GOAL: From the forum thread on red beans and rice below, return everything from "You are very" down to "Fun & Enjoy!", copied word for word.

[BEGIN SELECTION]

# ISO Uncle Bob's (and others) advice on Red Beans and Rice



## suziquzie (Apr 13, 2008)

I've looked at about 6 Red beans and rice recipes, here's what I've come up with. I like it, I add a few drops of Sriracha to it on my plate. Am I missing anything?

28 oz diced tomatoes
2 bay leaves 
2 stalks celery, diced
3 cloves garlic, minced
1 onion chopped 
2 cans kidney beans, rinsed, drained 
2 beef bouillon cubes
1 tsp worcestershire sauce
1 lb kielbasa, cut in slices 
1 tsp basil 
1 tsp oregano 
1 tsp cumin 
1 green pepper, diced
dash or 4 hot sauce
1-2 tb flour (to thicken)
All in the crockpot about 6 hours, served over steamed rice


----------



## Uncle Bob (Apr 13, 2008)

suziquzie said:


> I've looked at about 6 Red beans and rice recipes, here's what I've come up with. *I like it* I add a few drops of Sriracha to it on my plate. Am I missing anything? (Emphasis mine)
> 
> 28 oz diced tomatoes
> 2 bay leaves
> ...


 
Miss Suzie the main thing I see missing is either a nice french bread or sometimes cornbread! You saying you *like it* says it all!! Nothing more really needs to be said....

I personally like to start with a ham bone, simmered to make a base to build on, and I normally don't use tomatoes...other than that which may be peculiar to me I say

Enjoy!!!!

Edit: PS I use the dry beans rather than the canned ones...just a personal preference...


----------



## suziquzie (Apr 14, 2008)

Thank you I appreciate your advice! Just wanted to try to get it close to "authentic" before I go around saying "I love Red Beans and Rice!"....... just as I would be pretty silly running around eating an apple saying "I love oranges!!!!"


----------



## Uncle Bob (Apr 14, 2008)

You are very welcome! If you get a chance to try a left over ham bone with lots of ham left...go for it. Ham hocks would work...not as much meat, but a nice flavor. The sun want quit shining if you use salt pork or bacon in addtion to sausage if you have it on hand...This type/style of cooking in a lot of ways is about using what you have...Mostly just.....

Have Fun & Enjoy!


----------



## VeraBlue (Apr 15, 2008)

Hiya, sorry for the late response...just got back from New Orleans!

When I make red beans and rice, I use a trinity base that is particularly lighter than usual on the green pepper, with ample amounts of butter and garlic for a quick browning.  Then I add the sliced andouille or any other hot sausage you can get your hands on and like.  Cook for a few more minutes.  Then I add the beans and the water they soaked in (make sure you rinse them before soaking), a nice sized ham bone, bay leaves, some cajun seasoning ( I like Tony Cachere's, but that is sometimes hard to come by up here), S&P and a few good dashes to hot sauce.  Cover and simmer for about 3 hours, adding more water if necessary.    Serve over rice.

[END SELECTION]
[BEGIN GIVEN INFORMATION]

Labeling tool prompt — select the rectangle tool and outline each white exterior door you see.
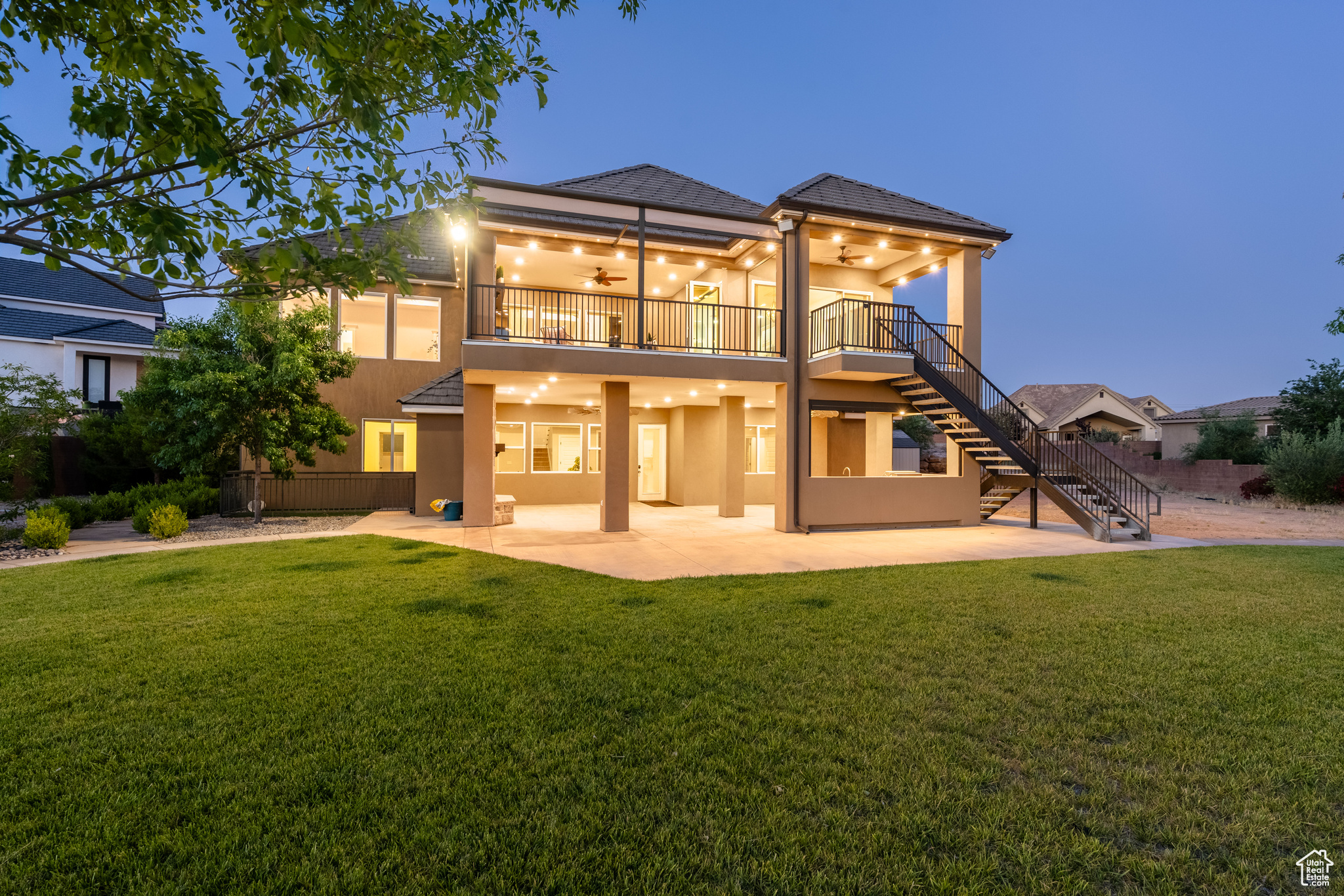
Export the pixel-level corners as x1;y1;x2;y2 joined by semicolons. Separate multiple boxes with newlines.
640;423;668;501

[END GIVEN INFORMATION]

TASK ANSWER:
You are very welcome! If you get a chance to try a left over ham bone with lots of ham left...go for it. Ham hocks would work...not as much meat, but a nice flavor. The sun want quit shining if you use salt pork or bacon in addtion to sausage if you have it on hand...This type/style of cooking in a lot of ways is about using what you have...Mostly just.....

Have Fun & Enjoy!